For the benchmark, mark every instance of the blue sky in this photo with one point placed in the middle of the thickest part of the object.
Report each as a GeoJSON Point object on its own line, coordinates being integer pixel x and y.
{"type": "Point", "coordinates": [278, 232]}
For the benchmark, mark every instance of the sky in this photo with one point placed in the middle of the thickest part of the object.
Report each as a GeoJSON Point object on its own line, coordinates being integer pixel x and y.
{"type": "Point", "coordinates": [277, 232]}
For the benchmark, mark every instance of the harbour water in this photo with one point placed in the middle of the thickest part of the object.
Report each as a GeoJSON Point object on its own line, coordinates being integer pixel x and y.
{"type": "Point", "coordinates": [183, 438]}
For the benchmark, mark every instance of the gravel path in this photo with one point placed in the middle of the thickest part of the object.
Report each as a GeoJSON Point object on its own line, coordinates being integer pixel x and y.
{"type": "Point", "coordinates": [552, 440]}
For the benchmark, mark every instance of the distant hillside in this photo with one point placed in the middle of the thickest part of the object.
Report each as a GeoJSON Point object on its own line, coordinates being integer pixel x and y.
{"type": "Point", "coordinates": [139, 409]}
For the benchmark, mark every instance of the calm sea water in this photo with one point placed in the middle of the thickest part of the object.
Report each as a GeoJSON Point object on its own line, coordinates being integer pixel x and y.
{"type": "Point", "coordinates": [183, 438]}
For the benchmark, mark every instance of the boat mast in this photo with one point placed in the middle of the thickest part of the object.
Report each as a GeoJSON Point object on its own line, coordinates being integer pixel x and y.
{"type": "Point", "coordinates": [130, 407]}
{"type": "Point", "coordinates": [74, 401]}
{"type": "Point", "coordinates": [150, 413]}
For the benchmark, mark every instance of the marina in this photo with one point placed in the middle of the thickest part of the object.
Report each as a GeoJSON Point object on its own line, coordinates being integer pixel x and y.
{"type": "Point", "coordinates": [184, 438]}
************
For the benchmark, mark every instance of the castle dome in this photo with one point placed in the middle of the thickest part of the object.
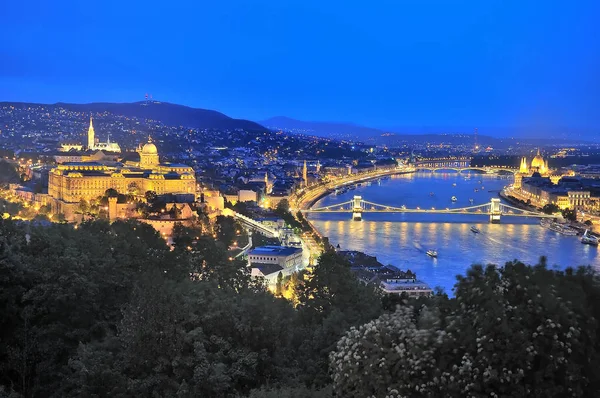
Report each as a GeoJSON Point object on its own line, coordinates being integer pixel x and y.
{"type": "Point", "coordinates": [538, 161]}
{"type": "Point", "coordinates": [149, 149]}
************
[EXERCISE TASK] Copy every line in the material above that contains the string "water". Case counts.

[EXERCISE RESPONSE]
For the benchmark, mark every instance of the harbour water in this photo with one point placed in the middle of the thickest part of the object.
For the benchmark, mark every instance of the calm sea water in this photo with one point placed in the middle of the thickest part of the object.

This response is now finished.